DESCRIPTION OF THE TASK
Turn the records into a two-column CSV headed "prompt" and "reply", one row per record, with each field quoted and any line breaks changed to spaces. Include only everything from the line containing "Spot horse leg in this frame." down to the line containing "489 118 521 150", both lines included.

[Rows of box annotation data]
***

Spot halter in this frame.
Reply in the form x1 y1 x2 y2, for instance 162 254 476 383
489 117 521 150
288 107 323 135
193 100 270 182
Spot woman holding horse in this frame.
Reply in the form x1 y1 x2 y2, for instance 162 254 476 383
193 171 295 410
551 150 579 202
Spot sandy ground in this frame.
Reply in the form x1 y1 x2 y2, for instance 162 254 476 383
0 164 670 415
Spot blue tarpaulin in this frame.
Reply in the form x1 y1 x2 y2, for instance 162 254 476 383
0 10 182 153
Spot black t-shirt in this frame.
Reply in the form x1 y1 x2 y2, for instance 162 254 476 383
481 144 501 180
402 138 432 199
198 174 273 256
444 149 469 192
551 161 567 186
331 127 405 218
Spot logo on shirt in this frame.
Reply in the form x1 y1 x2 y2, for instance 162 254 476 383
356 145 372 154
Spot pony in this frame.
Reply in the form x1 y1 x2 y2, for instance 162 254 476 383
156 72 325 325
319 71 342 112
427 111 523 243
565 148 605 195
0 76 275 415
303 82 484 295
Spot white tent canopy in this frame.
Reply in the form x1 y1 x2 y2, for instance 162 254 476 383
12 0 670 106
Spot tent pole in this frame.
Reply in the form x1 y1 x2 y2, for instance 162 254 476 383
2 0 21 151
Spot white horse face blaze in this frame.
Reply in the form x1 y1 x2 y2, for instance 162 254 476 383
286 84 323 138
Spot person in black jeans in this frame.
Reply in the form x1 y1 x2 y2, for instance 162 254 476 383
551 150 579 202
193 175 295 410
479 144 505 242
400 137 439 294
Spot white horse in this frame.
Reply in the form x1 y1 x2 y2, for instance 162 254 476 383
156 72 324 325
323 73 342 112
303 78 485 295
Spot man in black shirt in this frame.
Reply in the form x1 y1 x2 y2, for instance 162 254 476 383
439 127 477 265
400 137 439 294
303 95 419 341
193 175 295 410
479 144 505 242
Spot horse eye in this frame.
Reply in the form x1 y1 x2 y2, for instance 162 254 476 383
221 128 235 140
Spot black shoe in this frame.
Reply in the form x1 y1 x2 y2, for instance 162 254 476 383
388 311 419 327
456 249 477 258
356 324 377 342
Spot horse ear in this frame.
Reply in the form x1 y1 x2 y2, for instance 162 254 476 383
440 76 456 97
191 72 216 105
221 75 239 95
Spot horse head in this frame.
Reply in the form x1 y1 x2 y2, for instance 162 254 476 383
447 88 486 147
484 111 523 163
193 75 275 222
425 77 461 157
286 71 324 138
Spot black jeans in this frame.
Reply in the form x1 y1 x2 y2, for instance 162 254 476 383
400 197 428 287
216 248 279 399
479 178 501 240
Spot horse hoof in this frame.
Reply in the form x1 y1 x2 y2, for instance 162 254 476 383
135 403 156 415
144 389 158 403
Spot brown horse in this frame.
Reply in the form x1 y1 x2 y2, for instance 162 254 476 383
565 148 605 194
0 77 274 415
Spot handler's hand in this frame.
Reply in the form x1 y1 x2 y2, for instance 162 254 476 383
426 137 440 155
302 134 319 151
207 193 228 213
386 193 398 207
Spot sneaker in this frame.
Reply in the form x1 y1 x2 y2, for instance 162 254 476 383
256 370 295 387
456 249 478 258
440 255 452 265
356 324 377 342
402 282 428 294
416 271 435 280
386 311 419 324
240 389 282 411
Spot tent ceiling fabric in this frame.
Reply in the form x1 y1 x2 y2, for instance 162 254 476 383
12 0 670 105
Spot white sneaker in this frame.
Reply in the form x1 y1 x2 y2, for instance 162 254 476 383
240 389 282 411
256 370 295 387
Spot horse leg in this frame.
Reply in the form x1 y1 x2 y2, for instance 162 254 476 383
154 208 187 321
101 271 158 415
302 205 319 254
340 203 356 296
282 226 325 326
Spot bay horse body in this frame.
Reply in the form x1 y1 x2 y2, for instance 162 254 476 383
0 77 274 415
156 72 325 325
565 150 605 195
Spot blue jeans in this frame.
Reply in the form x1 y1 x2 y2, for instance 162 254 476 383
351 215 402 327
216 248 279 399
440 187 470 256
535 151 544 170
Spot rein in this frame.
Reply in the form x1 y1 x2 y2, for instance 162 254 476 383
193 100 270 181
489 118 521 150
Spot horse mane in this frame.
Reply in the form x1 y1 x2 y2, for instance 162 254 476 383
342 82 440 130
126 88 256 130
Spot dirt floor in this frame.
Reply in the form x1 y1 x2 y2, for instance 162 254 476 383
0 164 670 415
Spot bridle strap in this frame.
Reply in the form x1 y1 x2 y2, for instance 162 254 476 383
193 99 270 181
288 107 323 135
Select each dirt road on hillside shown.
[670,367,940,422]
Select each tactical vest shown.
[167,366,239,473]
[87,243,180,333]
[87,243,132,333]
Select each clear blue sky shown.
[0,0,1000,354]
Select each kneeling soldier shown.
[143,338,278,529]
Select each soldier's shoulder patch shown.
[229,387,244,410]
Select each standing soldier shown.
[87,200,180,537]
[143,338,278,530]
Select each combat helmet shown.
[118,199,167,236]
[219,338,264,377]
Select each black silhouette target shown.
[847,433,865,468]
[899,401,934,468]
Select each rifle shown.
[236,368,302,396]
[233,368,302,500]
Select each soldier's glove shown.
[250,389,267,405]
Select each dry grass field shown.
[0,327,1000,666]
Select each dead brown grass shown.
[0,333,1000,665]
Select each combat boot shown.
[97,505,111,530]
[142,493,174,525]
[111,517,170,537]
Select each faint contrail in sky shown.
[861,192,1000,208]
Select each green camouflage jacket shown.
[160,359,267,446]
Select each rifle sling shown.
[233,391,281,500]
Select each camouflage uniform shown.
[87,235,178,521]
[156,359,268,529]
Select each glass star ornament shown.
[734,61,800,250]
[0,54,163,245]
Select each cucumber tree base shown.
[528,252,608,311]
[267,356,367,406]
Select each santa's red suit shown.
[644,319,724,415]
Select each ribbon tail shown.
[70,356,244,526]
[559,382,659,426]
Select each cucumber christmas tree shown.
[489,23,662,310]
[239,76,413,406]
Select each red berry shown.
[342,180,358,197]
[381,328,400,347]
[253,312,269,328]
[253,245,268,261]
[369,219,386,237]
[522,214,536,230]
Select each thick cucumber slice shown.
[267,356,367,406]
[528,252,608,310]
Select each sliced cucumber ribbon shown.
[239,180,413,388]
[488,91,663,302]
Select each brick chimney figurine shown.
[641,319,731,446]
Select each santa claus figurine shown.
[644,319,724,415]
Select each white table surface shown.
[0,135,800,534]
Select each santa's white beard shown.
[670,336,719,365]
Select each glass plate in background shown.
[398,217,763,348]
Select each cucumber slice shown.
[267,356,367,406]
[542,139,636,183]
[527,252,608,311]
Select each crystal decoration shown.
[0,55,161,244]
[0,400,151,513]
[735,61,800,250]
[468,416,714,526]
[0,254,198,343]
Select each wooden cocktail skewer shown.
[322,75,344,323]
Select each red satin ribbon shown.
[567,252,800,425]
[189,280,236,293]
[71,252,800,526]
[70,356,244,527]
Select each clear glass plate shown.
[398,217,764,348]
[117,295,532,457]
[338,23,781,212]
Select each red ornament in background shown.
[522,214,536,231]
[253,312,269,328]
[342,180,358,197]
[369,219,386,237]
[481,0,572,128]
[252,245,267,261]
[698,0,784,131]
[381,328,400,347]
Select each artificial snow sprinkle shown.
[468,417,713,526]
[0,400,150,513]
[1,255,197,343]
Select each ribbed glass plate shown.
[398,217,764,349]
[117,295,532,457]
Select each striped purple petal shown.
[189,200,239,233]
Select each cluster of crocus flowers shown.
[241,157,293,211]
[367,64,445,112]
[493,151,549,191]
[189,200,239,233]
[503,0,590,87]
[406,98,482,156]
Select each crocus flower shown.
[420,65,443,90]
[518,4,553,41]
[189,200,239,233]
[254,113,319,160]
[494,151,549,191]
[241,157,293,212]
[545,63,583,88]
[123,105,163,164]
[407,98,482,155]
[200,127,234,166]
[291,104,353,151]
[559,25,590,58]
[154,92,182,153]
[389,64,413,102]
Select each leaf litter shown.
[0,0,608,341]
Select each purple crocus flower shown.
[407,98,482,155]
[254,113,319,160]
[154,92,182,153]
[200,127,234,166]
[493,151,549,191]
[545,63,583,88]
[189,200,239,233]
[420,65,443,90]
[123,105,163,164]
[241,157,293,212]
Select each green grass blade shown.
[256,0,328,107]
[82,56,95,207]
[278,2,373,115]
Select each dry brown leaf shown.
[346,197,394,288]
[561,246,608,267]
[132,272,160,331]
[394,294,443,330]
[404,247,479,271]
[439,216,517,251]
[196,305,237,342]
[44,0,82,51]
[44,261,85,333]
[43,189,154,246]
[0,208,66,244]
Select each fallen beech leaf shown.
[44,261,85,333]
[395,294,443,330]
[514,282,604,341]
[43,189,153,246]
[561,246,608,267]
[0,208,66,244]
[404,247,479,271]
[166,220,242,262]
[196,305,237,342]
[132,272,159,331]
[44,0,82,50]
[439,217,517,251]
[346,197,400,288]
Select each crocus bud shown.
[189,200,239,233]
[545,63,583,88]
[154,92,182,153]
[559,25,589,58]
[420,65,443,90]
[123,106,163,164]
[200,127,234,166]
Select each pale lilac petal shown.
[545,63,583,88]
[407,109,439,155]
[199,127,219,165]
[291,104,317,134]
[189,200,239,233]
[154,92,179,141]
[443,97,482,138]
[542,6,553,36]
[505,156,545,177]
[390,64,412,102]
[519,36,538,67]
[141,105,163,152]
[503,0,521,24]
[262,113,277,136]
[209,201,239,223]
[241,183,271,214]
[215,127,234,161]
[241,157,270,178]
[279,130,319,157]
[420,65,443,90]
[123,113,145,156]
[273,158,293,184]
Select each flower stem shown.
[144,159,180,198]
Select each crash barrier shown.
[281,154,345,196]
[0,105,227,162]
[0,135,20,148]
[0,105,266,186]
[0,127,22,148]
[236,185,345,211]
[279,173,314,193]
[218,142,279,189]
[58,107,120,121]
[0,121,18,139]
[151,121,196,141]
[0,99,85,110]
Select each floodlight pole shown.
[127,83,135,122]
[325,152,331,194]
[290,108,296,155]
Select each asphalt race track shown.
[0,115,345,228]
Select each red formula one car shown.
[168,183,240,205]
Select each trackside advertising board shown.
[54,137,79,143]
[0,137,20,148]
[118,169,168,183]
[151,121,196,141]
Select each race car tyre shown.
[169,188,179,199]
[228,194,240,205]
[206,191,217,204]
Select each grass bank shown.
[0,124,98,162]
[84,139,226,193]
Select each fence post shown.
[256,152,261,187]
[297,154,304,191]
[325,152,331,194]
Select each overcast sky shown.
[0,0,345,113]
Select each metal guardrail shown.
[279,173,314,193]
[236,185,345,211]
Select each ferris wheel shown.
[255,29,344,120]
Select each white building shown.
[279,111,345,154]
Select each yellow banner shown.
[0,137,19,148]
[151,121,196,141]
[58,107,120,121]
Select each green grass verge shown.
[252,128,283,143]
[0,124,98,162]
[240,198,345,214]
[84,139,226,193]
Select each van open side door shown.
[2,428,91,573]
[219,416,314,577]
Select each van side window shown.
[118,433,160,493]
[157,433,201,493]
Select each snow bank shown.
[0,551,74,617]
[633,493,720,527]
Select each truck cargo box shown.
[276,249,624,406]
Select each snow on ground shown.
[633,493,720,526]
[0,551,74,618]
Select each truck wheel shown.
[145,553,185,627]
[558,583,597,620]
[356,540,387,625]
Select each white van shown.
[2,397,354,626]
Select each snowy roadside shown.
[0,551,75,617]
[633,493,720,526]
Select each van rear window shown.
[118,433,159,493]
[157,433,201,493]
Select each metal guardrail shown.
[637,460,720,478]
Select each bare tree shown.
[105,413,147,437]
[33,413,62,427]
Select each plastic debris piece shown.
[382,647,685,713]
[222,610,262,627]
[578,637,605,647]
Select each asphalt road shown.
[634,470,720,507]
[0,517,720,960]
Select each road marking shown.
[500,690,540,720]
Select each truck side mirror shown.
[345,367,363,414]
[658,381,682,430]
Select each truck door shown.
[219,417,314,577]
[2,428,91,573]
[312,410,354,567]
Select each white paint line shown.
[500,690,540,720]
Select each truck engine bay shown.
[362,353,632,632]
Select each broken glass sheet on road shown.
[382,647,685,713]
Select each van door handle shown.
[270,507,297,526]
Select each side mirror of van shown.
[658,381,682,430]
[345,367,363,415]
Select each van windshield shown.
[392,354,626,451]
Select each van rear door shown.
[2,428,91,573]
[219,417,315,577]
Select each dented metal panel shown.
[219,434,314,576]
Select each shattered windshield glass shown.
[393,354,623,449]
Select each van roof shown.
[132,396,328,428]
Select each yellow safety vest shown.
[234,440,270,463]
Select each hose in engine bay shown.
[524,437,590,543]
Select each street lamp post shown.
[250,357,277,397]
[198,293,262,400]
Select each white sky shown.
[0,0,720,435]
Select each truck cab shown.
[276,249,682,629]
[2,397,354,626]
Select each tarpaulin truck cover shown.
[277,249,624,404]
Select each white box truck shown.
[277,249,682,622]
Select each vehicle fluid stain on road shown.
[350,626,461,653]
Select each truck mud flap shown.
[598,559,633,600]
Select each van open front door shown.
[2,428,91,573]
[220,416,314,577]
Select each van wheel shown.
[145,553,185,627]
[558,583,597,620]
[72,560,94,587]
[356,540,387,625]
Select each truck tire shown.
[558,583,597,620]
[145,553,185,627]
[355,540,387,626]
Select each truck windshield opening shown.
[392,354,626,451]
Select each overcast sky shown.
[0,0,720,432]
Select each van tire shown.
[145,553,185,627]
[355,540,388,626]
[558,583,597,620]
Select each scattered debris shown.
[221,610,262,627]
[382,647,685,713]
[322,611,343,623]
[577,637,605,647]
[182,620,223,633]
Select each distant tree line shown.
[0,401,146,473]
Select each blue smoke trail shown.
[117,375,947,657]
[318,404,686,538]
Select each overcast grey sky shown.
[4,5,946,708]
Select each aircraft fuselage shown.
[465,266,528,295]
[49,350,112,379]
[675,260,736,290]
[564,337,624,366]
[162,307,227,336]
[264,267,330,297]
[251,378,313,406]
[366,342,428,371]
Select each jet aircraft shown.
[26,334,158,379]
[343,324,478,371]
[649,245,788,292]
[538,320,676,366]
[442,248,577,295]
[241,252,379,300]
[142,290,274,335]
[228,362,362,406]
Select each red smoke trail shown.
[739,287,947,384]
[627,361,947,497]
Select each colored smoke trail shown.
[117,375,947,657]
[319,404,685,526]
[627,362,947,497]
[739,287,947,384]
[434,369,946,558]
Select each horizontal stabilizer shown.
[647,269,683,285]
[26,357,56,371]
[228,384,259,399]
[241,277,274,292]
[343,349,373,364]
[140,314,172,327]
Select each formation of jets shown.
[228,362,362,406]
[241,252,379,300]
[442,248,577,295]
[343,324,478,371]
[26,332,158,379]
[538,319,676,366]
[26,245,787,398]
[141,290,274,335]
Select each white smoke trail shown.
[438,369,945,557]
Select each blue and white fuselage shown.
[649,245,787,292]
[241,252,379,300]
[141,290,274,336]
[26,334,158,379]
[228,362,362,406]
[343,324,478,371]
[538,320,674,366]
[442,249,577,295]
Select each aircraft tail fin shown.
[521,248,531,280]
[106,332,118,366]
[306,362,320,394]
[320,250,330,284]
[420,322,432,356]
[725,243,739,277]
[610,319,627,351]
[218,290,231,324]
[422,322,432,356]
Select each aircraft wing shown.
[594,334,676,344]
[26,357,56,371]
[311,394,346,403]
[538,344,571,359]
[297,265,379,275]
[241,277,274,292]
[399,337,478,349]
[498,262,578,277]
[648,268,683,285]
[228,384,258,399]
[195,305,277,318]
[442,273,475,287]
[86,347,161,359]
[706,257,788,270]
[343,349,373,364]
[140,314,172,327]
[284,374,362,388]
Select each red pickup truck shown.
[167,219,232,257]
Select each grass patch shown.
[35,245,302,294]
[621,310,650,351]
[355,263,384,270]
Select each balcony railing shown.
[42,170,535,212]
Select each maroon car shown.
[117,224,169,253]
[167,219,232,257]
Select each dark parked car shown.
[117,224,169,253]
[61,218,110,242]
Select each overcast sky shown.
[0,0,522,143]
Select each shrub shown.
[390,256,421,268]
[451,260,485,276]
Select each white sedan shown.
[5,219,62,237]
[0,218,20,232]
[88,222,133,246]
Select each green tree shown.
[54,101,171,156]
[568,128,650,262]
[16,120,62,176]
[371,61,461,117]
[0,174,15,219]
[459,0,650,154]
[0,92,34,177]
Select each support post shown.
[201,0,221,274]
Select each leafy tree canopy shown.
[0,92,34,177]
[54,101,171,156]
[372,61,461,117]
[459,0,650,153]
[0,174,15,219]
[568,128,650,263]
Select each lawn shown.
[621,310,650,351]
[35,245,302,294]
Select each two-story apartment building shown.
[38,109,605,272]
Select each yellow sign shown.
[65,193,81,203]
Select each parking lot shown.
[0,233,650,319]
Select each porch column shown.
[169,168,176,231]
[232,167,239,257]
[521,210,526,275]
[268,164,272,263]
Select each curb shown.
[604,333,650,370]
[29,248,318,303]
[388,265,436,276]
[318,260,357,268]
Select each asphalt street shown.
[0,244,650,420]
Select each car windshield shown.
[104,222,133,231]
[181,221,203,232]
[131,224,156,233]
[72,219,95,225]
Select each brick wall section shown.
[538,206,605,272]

***

FULL ANSWER
prompt,reply
"Spot horse leg in this frame. Reply in the form x1 y1 x2 y2, for instance 162 254 476 383","154 208 187 321 101 271 158 415 302 205 319 254 340 203 356 296 282 226 325 326"
"Spot bay horse body in this frame. Reply in the form x1 y1 x2 y2, for instance 162 254 476 383","0 77 274 415 156 72 325 325 565 150 605 195"
"Spot blue jeans in this frame. Reply in the form x1 y1 x2 y2, for instance 162 254 476 383","351 215 402 327 216 248 279 399 440 187 470 256 535 151 544 170"
"Spot rein in this frame. Reply in the form x1 y1 x2 y2, for instance 162 254 476 383","193 100 270 181 489 118 521 150"